What you need to do: Rewrite every line of the listing below as a JSON list of strings, one string per line, skipping blank lines. Omit the pictures from your answer.

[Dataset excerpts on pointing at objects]
+ + +

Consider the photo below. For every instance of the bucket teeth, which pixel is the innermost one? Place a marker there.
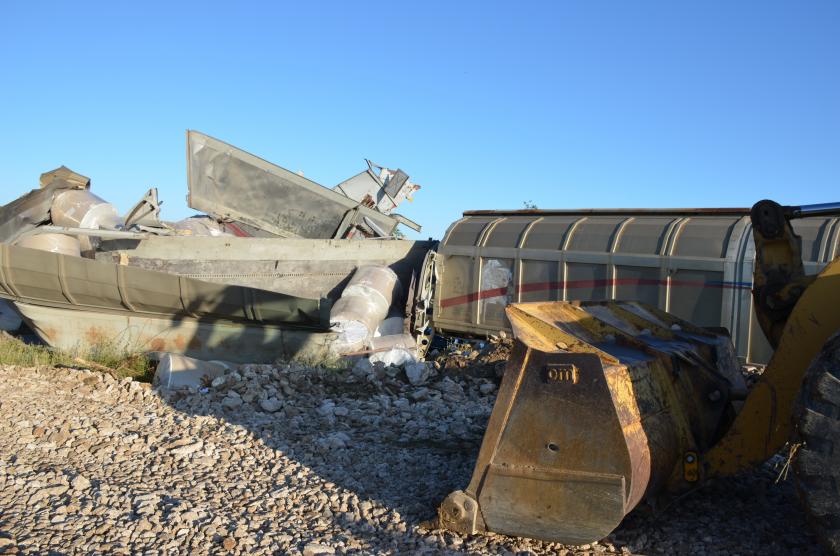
(599, 403)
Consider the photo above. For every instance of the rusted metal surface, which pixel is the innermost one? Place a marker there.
(598, 406)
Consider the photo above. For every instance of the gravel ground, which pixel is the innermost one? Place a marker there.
(292, 460)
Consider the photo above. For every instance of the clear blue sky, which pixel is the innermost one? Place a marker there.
(486, 105)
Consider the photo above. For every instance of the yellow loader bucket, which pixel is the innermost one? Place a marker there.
(602, 405)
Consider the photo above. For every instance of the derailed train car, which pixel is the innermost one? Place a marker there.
(268, 229)
(696, 264)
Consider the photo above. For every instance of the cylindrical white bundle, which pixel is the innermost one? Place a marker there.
(364, 304)
(405, 341)
(79, 208)
(54, 243)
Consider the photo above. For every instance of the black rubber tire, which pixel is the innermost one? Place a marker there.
(817, 460)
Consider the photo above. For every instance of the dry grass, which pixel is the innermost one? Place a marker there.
(103, 357)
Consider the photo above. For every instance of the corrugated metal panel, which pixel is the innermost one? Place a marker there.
(695, 263)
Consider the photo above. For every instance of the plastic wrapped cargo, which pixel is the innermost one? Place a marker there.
(363, 306)
(83, 209)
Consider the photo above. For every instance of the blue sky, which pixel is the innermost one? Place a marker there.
(485, 104)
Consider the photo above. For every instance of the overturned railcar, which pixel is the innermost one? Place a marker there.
(697, 264)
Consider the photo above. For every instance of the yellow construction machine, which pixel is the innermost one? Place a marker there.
(604, 405)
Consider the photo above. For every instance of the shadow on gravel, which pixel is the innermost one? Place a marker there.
(392, 457)
(394, 451)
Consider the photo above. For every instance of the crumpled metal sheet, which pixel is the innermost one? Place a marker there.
(231, 184)
(33, 209)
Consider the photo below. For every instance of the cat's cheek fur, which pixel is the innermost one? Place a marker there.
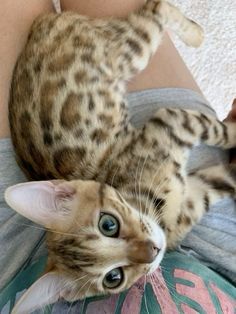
(44, 202)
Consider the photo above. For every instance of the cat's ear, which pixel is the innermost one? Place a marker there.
(46, 290)
(45, 202)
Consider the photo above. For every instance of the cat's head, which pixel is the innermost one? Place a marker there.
(97, 242)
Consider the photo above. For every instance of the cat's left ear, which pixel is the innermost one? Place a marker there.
(48, 203)
(46, 290)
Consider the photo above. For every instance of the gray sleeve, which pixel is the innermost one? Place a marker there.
(19, 237)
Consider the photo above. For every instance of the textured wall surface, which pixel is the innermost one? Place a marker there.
(214, 63)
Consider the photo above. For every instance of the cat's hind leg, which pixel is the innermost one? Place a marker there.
(133, 40)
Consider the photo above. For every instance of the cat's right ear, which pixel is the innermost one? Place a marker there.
(48, 203)
(46, 290)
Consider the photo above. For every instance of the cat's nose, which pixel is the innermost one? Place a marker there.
(143, 252)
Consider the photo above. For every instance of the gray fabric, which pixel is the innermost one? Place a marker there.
(212, 241)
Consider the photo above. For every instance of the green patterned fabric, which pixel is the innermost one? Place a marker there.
(181, 285)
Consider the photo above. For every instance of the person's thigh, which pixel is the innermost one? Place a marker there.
(15, 20)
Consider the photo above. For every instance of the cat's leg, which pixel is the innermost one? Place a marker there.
(203, 189)
(132, 41)
(184, 128)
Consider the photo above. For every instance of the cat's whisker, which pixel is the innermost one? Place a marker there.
(139, 182)
(82, 308)
(45, 229)
(77, 294)
(145, 297)
(135, 186)
(113, 177)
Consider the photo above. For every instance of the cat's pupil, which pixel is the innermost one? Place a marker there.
(108, 225)
(113, 279)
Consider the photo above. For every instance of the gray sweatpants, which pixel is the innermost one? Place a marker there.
(212, 241)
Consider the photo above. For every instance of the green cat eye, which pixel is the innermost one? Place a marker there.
(113, 278)
(108, 225)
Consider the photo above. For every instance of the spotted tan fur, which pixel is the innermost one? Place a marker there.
(69, 121)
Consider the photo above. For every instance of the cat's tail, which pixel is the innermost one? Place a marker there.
(171, 17)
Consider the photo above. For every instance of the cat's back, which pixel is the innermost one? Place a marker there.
(64, 106)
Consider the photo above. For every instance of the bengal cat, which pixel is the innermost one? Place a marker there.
(113, 197)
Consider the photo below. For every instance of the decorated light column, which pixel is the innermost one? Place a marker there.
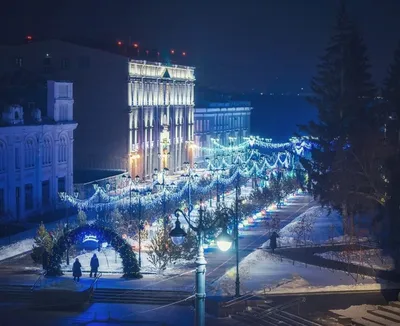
(178, 235)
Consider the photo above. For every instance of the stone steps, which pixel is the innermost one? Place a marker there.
(388, 315)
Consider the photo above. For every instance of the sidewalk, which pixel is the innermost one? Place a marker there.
(306, 255)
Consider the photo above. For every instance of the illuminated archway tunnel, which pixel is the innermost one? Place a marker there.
(129, 262)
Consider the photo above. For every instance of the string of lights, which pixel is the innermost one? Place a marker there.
(248, 166)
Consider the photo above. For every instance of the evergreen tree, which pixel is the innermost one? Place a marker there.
(391, 90)
(343, 92)
(43, 243)
(81, 218)
(391, 94)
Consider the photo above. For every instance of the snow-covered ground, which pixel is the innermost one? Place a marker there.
(315, 226)
(16, 248)
(111, 262)
(262, 272)
(374, 258)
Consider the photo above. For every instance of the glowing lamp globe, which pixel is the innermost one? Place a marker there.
(177, 234)
(224, 241)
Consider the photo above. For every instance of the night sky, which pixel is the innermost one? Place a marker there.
(236, 45)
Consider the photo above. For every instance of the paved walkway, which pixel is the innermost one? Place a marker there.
(218, 263)
(307, 255)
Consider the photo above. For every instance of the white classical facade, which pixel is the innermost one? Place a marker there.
(228, 122)
(161, 119)
(36, 154)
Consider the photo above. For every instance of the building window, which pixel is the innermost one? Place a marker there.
(62, 150)
(45, 192)
(63, 109)
(61, 184)
(19, 62)
(17, 159)
(29, 153)
(2, 202)
(65, 63)
(47, 61)
(28, 196)
(3, 157)
(84, 62)
(47, 152)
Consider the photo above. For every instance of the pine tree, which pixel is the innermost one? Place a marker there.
(81, 218)
(391, 94)
(343, 92)
(43, 243)
(391, 90)
(159, 254)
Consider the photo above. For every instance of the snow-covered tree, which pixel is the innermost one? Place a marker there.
(81, 218)
(43, 243)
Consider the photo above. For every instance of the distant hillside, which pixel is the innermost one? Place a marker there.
(274, 116)
(277, 116)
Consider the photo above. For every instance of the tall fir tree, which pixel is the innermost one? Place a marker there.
(391, 94)
(342, 93)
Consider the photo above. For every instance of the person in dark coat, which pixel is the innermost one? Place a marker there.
(94, 265)
(272, 241)
(76, 270)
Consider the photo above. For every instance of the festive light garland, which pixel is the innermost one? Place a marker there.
(255, 165)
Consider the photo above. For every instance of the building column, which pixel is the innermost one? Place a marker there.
(37, 187)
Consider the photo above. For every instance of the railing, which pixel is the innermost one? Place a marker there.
(39, 279)
(281, 307)
(238, 300)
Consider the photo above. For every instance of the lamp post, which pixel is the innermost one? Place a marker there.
(191, 177)
(163, 186)
(138, 193)
(235, 213)
(64, 196)
(177, 236)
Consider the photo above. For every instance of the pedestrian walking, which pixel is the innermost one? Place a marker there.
(272, 241)
(94, 265)
(76, 270)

+ + +

Reply to the task:
[
  "Consider the photo below. For every instance of the bucket teeth, which pixel is the innermost one? Place a marker there.",
  "(599, 403)",
  "Consider the photo above. For every instance of the rusted metal surface, which pixel is the innermost one? Place a marker there.",
  "(598, 406)",
  "Consider the photo above. For every instance of the gravel ground, which pixel is the innermost one? Place a marker there.",
  "(292, 460)",
  "Consider the photo above. For every instance of the clear blue sky, which pixel is the innermost one? Place a marker there.",
  "(486, 105)",
  "Consider the photo above. For every instance of the yellow loader bucket, which pixel is the innermost one? Place a marker there.",
  "(602, 405)",
  "Consider the photo above. For every instance of the derailed train car, which pixel is the innermost one? Place a marker there.",
  "(268, 229)",
  "(696, 264)",
  "Consider the photo above. For every instance of the cylindrical white bundle, which pixel is the innermost one? Place a marker there.",
  "(364, 304)",
  "(405, 341)",
  "(79, 208)",
  "(54, 243)",
  "Consider the photo above. For every instance of the black rubber tire, which pixel is the innermost one? Place a marker there.",
  "(817, 460)",
  "Consider the photo above. For every instance of the dry grass, which pixel is the innermost one? Place a marker there.",
  "(103, 357)",
  "Consider the photo above. For every instance of the corrugated metal panel, which pixel is the innermost one? Place a marker there.",
  "(695, 263)",
  "Consider the photo above. For every instance of the plastic wrapped cargo, which pixel is the innermost one? Place a marker there.",
  "(363, 306)",
  "(83, 209)",
  "Consider the photo above. For every instance of the blue sky, which pixel is the innermost one? Place a marker there.",
  "(485, 104)",
  "Consider the photo above. For every instance of the overturned railcar, which pixel is the innermost one? Place a marker there.",
  "(697, 264)",
  "Consider the photo above. For every instance of the yellow construction machine, which pixel is the innermost one? Place a marker there.",
  "(604, 405)",
  "Consider the photo above. For every instance of the shadow on gravel, which pixel is the innermost one? Place a marker there.",
  "(392, 457)",
  "(394, 451)",
  "Consider the photo above. For every instance of the crumpled metal sheet, which pixel is the innermost one? Place a marker there.",
  "(231, 184)",
  "(33, 209)",
  "Consider the photo below. For every instance of the cat's cheek fur, which pixel is the innermost one? Place a marker there.",
  "(44, 202)",
  "Consider the photo above. For every instance of the cat's ear, which pixel is the innermost one? Place a marker there.",
  "(46, 290)",
  "(45, 202)",
  "Consider the photo above. For every instance of the cat's head, which pixel is the innermost one? Place a marker there.",
  "(97, 242)",
  "Consider the photo above. For every instance of the cat's left ear, which pixel is the innermost one? Place a marker there.",
  "(48, 203)",
  "(46, 290)",
  "Consider the photo above. For every instance of the gray sleeve, which pixel is the innermost one? Place a marker there.",
  "(19, 237)",
  "Consider the photo above. For every instance of the textured wall surface, which pixel is the innermost one? Place a marker there.",
  "(214, 63)",
  "Consider the photo above. For every instance of the cat's hind leg, which pixel is the innermost one? Place a marker there.",
  "(133, 40)",
  "Consider the photo above. For every instance of the cat's right ear, which pixel is the innermost one? Place a marker there.",
  "(48, 203)",
  "(46, 290)",
  "Consider the photo above. For every instance of the cat's nose, which pixel is the innermost one? Place a marker there.",
  "(143, 252)",
  "Consider the photo above. For every instance of the gray fabric, which pixel is the innermost one? Place a marker there.",
  "(212, 241)",
  "Consider the photo above. For every instance of the green patterned fabric, which pixel is the innermost one? Place a marker there.",
  "(181, 285)",
  "Consider the photo above. For every instance of the person's thigh, which pixel is the innermost one? Place a marker there.",
  "(15, 20)",
  "Consider the photo above. For every instance of the cat's leg, which pixel is the innermost one? Place a marker there.",
  "(203, 189)",
  "(132, 41)",
  "(184, 128)",
  "Consider the photo above. For every instance of the cat's whisker, which pixel is the innermost one? Place a marker there.",
  "(139, 182)",
  "(82, 308)",
  "(45, 229)",
  "(77, 294)",
  "(145, 297)",
  "(135, 186)",
  "(113, 177)",
  "Consider the photo above. For every instance of the cat's pupil, which pixel is the innermost one? Place a marker there.",
  "(108, 225)",
  "(113, 279)",
  "Consider the photo above. For every instance of the gray sweatpants, which pixel is the innermost one? Place a marker there.",
  "(212, 241)",
  "Consider the photo above. For every instance of the green cat eye, which pixel is the innermost one? Place a marker there.",
  "(113, 278)",
  "(108, 225)",
  "Consider the photo above. For every instance of the spotted tan fur, which pixel is the innermost one? Place a marker there.",
  "(69, 121)",
  "Consider the photo above. For every instance of the cat's tail, which pixel is the innermost one? Place a marker there.",
  "(171, 17)",
  "Consider the photo above. For every instance of the cat's back, which pixel is the innermost one? Place a marker there.",
  "(64, 106)",
  "Consider the photo above. For every instance of the bengal cat, which pixel is the innermost one? Place a marker there.",
  "(113, 197)",
  "Consider the photo below. For every instance of the decorated light column, which pixel is the innermost one? Place a marker there.",
  "(178, 235)",
  "Consider the photo above. For every instance of the stone steps, which pixel is the innermost one? Place a marker there.",
  "(388, 315)",
  "Consider the photo above. For every instance of the sidewalk, which pixel is the innermost one? Place a marker there.",
  "(306, 255)",
  "Consider the photo above. For every instance of the illuminated archway tunnel, which pixel is the innermost one? Place a marker there.",
  "(129, 262)",
  "Consider the photo above. For every instance of the string of lights, which pixel is the innermost one? Place a marker there.",
  "(248, 166)",
  "Consider the photo above. For every instance of the evergreen tree, which pixel is the innermost one? Place a marker there.",
  "(391, 90)",
  "(343, 92)",
  "(43, 243)",
  "(81, 218)",
  "(391, 94)",
  "Consider the photo above. For every instance of the snow-covered ground, which pixel is the innermost one? Place a marker there.",
  "(315, 226)",
  "(16, 248)",
  "(111, 262)",
  "(262, 272)",
  "(374, 258)",
  "Consider the photo above. For every instance of the glowing lamp globe, which pixel is the innermost one? Place a marker there.",
  "(177, 234)",
  "(224, 241)",
  "Consider the photo above. For every instance of the night sky, which pixel is the innermost one? Place a marker there.",
  "(236, 45)",
  "Consider the photo above. For every instance of the paved walkway, which pixel is the innermost one? Place a marker there.",
  "(218, 263)",
  "(307, 255)",
  "Consider the photo above. For every instance of the white classical facade, which pixel is the innermost one? Place a marker there.",
  "(228, 122)",
  "(161, 119)",
  "(36, 154)",
  "Consider the photo above. For every instance of the building window, which pixel is the innermost one? Place a marker there.",
  "(62, 150)",
  "(45, 192)",
  "(63, 109)",
  "(61, 184)",
  "(19, 62)",
  "(17, 159)",
  "(29, 153)",
  "(2, 202)",
  "(65, 63)",
  "(47, 61)",
  "(28, 196)",
  "(3, 157)",
  "(84, 62)",
  "(47, 152)",
  "Consider the photo above. For every instance of the pine tree, which pixel is the innermost one? Place a marker there.",
  "(81, 218)",
  "(391, 94)",
  "(343, 92)",
  "(43, 243)",
  "(391, 90)",
  "(159, 254)",
  "Consider the photo above. For every instance of the snow-covered tree, which pixel is the innermost one? Place a marker there.",
  "(81, 218)",
  "(43, 243)",
  "Consider the photo above. For every instance of the distant hillside, which pixel is the innermost one? Place a marker there.",
  "(274, 116)",
  "(277, 116)",
  "Consider the photo above. For every instance of the tall fir tree, which pixel is the innermost one? Place a marker there.",
  "(391, 94)",
  "(342, 93)",
  "Consider the photo above. For every instance of the person in dark coat, which pixel is the innermost one? Place a marker there.",
  "(94, 265)",
  "(272, 241)",
  "(76, 270)",
  "Consider the photo above. For every instance of the festive light garland, which pixel is the innermost one? Place a marker there.",
  "(255, 165)",
  "Consider the photo above. For every instance of the building column, which pixel is the innermost one? Place a marker there.",
  "(37, 187)",
  "Consider the photo above. For every instance of the railing, which pixel is the innermost one? Place a marker there.",
  "(39, 279)",
  "(281, 307)",
  "(238, 300)",
  "Consider the photo above. For every instance of the lamp post, which pixel is the innermost one? Place a marker there.",
  "(191, 177)",
  "(163, 186)",
  "(138, 193)",
  "(235, 213)",
  "(64, 196)",
  "(177, 236)",
  "Consider the photo above. For every instance of the pedestrian walking, which pixel is the innermost one? Place a marker there.",
  "(272, 241)",
  "(94, 265)",
  "(76, 270)"
]